** TASK DATA follows **
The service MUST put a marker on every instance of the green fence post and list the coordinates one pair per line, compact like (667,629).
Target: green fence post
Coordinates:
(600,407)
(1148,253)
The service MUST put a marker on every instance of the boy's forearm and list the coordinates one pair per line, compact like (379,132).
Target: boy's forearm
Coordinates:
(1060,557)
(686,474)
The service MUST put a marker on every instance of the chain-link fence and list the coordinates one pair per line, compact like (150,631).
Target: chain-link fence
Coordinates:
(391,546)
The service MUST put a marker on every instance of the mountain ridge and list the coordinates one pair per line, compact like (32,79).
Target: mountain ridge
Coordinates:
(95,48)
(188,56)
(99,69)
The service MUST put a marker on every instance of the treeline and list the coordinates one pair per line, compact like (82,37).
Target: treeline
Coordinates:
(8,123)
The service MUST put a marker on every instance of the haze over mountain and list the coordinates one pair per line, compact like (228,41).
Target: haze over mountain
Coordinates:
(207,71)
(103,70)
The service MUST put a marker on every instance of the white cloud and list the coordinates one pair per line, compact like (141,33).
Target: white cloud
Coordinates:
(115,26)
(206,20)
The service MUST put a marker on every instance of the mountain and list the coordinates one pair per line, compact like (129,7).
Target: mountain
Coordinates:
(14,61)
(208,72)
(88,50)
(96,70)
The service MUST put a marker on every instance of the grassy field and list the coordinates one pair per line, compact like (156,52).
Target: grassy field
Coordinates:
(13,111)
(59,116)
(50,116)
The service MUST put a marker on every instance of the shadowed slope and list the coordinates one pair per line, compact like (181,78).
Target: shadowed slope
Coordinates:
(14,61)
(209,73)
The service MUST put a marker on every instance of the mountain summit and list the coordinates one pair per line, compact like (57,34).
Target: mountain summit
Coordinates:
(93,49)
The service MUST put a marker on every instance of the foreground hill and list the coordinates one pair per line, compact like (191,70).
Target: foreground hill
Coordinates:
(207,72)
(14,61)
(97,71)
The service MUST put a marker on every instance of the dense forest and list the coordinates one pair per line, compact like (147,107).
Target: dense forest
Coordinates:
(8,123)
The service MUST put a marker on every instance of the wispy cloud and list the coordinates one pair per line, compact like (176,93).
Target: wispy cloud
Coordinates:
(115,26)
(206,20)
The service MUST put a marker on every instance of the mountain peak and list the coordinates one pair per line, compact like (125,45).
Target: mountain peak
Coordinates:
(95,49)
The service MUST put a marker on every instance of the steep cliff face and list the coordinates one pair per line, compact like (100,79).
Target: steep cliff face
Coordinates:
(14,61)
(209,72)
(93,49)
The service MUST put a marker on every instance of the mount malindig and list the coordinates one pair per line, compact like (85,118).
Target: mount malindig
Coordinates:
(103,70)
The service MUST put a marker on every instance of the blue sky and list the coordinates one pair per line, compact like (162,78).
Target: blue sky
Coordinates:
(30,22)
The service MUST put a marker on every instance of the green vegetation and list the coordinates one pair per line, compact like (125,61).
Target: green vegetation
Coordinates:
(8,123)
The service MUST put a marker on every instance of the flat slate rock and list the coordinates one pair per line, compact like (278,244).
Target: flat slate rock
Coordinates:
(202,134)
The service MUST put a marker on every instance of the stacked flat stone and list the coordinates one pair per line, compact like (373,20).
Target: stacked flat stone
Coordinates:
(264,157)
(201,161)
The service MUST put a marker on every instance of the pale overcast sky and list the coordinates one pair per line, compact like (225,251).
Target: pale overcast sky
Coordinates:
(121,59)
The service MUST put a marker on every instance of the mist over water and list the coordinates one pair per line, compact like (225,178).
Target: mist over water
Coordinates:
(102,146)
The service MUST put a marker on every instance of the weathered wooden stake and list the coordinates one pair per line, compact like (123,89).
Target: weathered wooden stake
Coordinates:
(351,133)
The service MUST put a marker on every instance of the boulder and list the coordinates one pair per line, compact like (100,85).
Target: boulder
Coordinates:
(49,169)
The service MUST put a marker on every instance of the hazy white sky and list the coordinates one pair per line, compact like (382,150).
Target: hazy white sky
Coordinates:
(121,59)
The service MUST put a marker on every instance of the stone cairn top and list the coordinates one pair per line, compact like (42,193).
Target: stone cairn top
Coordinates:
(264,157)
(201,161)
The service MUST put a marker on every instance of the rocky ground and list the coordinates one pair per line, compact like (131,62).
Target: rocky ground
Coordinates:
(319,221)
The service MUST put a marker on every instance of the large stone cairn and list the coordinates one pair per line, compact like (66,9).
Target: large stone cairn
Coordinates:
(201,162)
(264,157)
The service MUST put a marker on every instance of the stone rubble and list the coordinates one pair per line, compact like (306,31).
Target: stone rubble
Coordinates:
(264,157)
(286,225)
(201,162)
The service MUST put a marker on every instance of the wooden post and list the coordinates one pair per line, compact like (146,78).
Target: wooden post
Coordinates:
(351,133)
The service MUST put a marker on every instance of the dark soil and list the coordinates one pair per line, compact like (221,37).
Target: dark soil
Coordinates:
** End of TASK DATA **
Every line above in which the word "white" occurs needs to be copied.

TASK ANSWER.
The service MUST put a marker on every instance of the white cloud and list the coordinates one pair per line, compact like (141,33).
Target: white cloud
The service MUST put a marker on every instance of the hazy white sky and list the coordinates one pair per line, compact like (382,150).
Target: hazy white sky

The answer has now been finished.